> Exercise requirements
Could you output each line of the data below as a numbered list, omitting the blank lines?
** start of Extracted information **
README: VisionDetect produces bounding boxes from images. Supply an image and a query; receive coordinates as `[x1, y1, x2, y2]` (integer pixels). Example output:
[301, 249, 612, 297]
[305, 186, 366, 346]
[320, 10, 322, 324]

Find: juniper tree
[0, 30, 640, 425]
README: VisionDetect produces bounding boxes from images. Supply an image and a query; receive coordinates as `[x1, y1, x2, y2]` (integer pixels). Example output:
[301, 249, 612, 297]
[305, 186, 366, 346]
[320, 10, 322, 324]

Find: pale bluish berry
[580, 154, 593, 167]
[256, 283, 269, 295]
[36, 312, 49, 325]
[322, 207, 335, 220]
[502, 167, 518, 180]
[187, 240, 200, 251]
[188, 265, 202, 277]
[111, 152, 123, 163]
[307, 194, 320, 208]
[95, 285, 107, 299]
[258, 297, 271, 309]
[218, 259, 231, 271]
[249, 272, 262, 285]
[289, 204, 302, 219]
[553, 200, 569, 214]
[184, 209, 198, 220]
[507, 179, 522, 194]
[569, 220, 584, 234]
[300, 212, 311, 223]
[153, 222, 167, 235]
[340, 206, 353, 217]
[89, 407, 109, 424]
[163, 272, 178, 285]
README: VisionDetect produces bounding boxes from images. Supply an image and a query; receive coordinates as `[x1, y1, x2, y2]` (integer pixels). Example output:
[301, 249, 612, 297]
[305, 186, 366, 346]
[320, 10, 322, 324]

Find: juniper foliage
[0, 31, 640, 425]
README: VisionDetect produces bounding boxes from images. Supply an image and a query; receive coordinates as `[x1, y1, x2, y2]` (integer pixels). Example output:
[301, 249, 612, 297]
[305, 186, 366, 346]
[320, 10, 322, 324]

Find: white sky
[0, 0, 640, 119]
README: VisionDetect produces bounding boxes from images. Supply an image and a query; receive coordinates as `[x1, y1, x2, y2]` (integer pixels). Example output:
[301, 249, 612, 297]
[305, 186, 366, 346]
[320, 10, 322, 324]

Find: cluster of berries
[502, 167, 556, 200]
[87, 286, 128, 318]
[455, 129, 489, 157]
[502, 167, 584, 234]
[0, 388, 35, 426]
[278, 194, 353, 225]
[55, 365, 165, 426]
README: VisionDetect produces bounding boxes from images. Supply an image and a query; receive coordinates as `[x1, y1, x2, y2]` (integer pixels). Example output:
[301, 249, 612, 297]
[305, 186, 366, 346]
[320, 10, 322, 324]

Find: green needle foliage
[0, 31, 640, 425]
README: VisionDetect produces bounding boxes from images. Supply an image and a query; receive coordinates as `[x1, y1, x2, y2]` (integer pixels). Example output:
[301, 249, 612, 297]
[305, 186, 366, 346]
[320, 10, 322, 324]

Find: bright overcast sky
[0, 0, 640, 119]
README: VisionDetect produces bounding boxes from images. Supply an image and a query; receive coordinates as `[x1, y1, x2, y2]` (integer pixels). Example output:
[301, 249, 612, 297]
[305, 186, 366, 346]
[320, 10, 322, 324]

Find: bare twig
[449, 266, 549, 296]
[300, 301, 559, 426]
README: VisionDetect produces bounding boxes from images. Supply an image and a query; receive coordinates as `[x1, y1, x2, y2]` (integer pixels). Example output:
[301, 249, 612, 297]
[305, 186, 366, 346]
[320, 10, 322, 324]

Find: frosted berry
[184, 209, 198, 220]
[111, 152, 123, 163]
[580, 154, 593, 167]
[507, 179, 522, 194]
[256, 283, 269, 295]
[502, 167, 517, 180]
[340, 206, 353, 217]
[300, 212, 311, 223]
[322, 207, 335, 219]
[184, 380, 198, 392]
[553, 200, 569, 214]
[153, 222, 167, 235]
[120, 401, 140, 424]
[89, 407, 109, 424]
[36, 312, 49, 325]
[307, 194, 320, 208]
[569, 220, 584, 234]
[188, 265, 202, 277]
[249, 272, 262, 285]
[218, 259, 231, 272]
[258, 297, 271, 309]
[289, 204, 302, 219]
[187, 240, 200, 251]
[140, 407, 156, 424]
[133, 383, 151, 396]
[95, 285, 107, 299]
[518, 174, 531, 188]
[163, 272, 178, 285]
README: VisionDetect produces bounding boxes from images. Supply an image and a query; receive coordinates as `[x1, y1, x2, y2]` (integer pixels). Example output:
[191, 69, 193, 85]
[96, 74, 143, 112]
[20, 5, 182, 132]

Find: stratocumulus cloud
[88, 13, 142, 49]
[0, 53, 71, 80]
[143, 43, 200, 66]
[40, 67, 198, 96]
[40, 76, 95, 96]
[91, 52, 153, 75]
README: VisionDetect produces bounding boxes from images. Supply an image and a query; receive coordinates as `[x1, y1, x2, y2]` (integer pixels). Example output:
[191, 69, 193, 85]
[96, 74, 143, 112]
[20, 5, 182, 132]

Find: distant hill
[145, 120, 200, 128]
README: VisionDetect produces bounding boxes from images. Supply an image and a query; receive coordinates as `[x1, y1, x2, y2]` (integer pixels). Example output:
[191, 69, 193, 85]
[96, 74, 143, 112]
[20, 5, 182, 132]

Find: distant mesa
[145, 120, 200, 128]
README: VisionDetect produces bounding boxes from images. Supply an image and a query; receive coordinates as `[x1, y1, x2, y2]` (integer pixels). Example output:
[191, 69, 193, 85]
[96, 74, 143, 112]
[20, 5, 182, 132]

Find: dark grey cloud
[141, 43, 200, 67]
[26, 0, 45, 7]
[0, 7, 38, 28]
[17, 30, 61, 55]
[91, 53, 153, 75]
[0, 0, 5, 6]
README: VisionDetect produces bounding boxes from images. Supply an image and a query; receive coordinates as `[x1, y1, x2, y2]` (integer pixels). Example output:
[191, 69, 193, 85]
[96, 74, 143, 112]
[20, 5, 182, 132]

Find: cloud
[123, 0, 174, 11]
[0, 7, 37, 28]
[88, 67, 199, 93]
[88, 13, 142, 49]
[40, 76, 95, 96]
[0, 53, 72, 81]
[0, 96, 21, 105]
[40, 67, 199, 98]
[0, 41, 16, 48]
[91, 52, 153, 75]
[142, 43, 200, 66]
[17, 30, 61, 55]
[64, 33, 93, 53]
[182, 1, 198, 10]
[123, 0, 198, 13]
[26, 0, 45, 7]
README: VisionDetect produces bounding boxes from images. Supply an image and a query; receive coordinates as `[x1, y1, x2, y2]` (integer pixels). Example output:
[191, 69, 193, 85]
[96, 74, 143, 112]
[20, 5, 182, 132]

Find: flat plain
** end of Extracted information **
> Problem solution
1. README: VisionDetect produces bounding boxes from images. Supply an image and a query; receive coordinates as `[x1, y1, x2, y2]` (integer pixels). Example output:
2. [301, 249, 612, 297]
3. [305, 186, 366, 346]
4. [320, 10, 322, 324]
5. Find: juniper tree
6. [0, 30, 640, 425]
7. README: VisionDetect produces bounding boxes from images. Supply an image and a query; receive coordinates as `[x1, y1, x2, y2]` (integer pixels). Example output:
8. [301, 249, 612, 297]
9. [305, 186, 366, 346]
10. [320, 10, 322, 324]
11. Find: pale bluish berry
12. [580, 154, 593, 167]
13. [256, 283, 269, 295]
14. [36, 312, 49, 325]
15. [322, 207, 335, 220]
16. [502, 167, 518, 180]
17. [187, 240, 200, 251]
18. [188, 265, 202, 277]
19. [111, 152, 123, 163]
20. [307, 194, 320, 208]
21. [95, 285, 107, 299]
22. [258, 297, 271, 309]
23. [218, 259, 231, 271]
24. [249, 272, 262, 285]
25. [289, 204, 302, 219]
26. [553, 200, 569, 214]
27. [184, 209, 198, 220]
28. [507, 179, 522, 194]
29. [569, 220, 584, 234]
30. [300, 212, 311, 223]
31. [153, 222, 167, 235]
32. [340, 206, 353, 217]
33. [89, 407, 109, 424]
34. [163, 272, 178, 285]
35. README: VisionDetect produces bounding boxes from images. Supply an image and a query; receive coordinates as `[x1, y1, x2, y2]` (integer pixels). Example output:
36. [301, 249, 612, 297]
37. [305, 186, 366, 346]
38. [320, 10, 322, 324]
39. Find: juniper foliage
40. [0, 31, 640, 425]
41. README: VisionDetect produces bounding boxes from images. Supply an image and a query; receive coordinates as `[x1, y1, x2, y2]` (integer pixels). Example output:
42. [301, 249, 612, 297]
43. [305, 186, 366, 346]
44. [320, 10, 322, 324]
45. Find: white sky
46. [0, 0, 640, 119]
47. README: VisionDetect produces bounding boxes from images. Supply an image and a query; receive coordinates as `[x1, y1, x2, y2]` (integer pixels). Example output:
48. [301, 249, 612, 297]
49. [305, 186, 366, 346]
50. [320, 10, 322, 324]
51. Find: cluster of berries
52. [502, 167, 556, 200]
53. [87, 286, 128, 318]
54. [455, 129, 489, 157]
55. [502, 167, 584, 234]
56. [0, 388, 35, 426]
57. [278, 194, 353, 225]
58. [55, 365, 165, 426]
59. README: VisionDetect produces bounding boxes from images. Supply an image and a query; receive coordinates as `[x1, y1, x2, y2]` (integer pixels). Example output:
60. [301, 249, 612, 297]
61. [305, 186, 366, 346]
62. [320, 10, 322, 324]
63. Find: green needle foliage
64. [0, 31, 640, 425]
65. README: VisionDetect produces bounding boxes from images. Supply an image and a query; receive coordinates as `[x1, y1, x2, y2]` (integer pixels). Example output:
66. [301, 249, 612, 297]
67. [305, 186, 366, 346]
68. [320, 10, 322, 324]
69. Find: bright overcast sky
70. [0, 0, 640, 119]
71. README: VisionDetect produces bounding boxes from images. Supply an image and a query; receive coordinates as `[x1, y1, x2, y2]` (integer pixels). Example output:
72. [301, 249, 612, 297]
73. [305, 186, 366, 346]
74. [320, 10, 322, 324]
75. Find: bare twig
76. [449, 266, 549, 296]
77. [300, 301, 559, 426]
78. README: VisionDetect produces bounding boxes from images. Supply an image and a query; receive coordinates as `[x1, y1, x2, y2]` (integer pixels). Example output:
79. [301, 249, 612, 297]
80. [305, 186, 366, 346]
81. [320, 10, 322, 324]
82. Find: frosted berry
83. [184, 209, 198, 220]
84. [111, 152, 123, 163]
85. [580, 154, 593, 167]
86. [507, 179, 522, 194]
87. [256, 283, 269, 295]
88. [502, 167, 517, 180]
89. [340, 206, 353, 217]
90. [300, 212, 311, 223]
91. [322, 207, 335, 219]
92. [184, 380, 198, 392]
93. [553, 200, 569, 214]
94. [153, 222, 167, 235]
95. [120, 401, 140, 424]
96. [89, 407, 109, 424]
97. [36, 312, 49, 325]
98. [307, 194, 320, 208]
99. [569, 220, 584, 234]
100. [188, 265, 202, 277]
101. [249, 272, 262, 285]
102. [218, 259, 231, 272]
103. [258, 297, 271, 309]
104. [289, 204, 302, 219]
105. [187, 240, 200, 251]
106. [140, 407, 156, 424]
107. [133, 383, 151, 396]
108. [95, 285, 107, 299]
109. [518, 174, 531, 188]
110. [163, 272, 178, 285]
111. README: VisionDetect produces bounding boxes from images. Supply an image and a query; receive coordinates as `[x1, y1, x2, y2]` (integer pixels). Example output:
112. [191, 69, 193, 85]
113. [96, 74, 143, 112]
114. [20, 5, 182, 132]
115. Find: stratocumulus cloud
116. [88, 13, 142, 49]
117. [0, 53, 71, 80]
118. [143, 43, 200, 66]
119. [40, 67, 198, 96]
120. [40, 76, 95, 96]
121. [91, 52, 153, 75]
122. README: VisionDetect produces bounding boxes from images. Supply an image and a query; receive coordinates as `[x1, y1, x2, y2]` (integer pixels). Example output:
123. [191, 69, 193, 85]
124. [96, 74, 143, 112]
125. [20, 5, 182, 132]
126. Find: distant hill
127. [145, 120, 200, 128]
128. README: VisionDetect produces bounding boxes from images. Supply an image and a query; receive coordinates as `[x1, y1, x2, y2]` (integer pixels). Example output:
129. [191, 69, 193, 85]
130. [96, 74, 143, 112]
131. [20, 5, 182, 132]
132. Find: distant mesa
133. [145, 120, 200, 128]
134. README: VisionDetect produces bounding boxes from images. Supply an image and a query; receive coordinates as `[x1, y1, x2, y2]` (integer pixels). Example output:
135. [191, 69, 193, 85]
136. [96, 74, 143, 112]
137. [20, 5, 182, 132]
138. Find: dark grey cloud
139. [141, 43, 200, 67]
140. [26, 0, 45, 7]
141. [0, 7, 38, 28]
142. [17, 30, 61, 55]
143. [91, 53, 153, 75]
144. [0, 0, 5, 6]
145. README: VisionDetect produces bounding boxes from images. Supply an image and a query; receive coordinates as `[x1, y1, x2, y2]` (integer pixels). Example output:
146. [191, 69, 193, 85]
147. [96, 74, 143, 112]
148. [20, 5, 182, 132]
149. Find: cloud
150. [123, 0, 174, 11]
151. [0, 7, 37, 28]
152. [88, 67, 199, 93]
153. [88, 13, 142, 49]
154. [40, 76, 95, 96]
155. [0, 53, 72, 81]
156. [0, 96, 21, 105]
157. [40, 67, 199, 98]
158. [0, 41, 16, 48]
159. [91, 52, 153, 75]
160. [142, 43, 200, 66]
161. [17, 30, 61, 55]
162. [64, 33, 93, 53]
163. [182, 1, 198, 10]
164. [123, 0, 198, 13]
165. [26, 0, 45, 7]
166. README: VisionDetect produces bounding boxes from images. Supply an image and a query; receive coordinates as `[x1, y1, x2, y2]` (integer pixels). Example output:
167. [191, 69, 193, 85]
168. [96, 74, 143, 112]
169. [20, 5, 182, 132]
170. Find: flat plain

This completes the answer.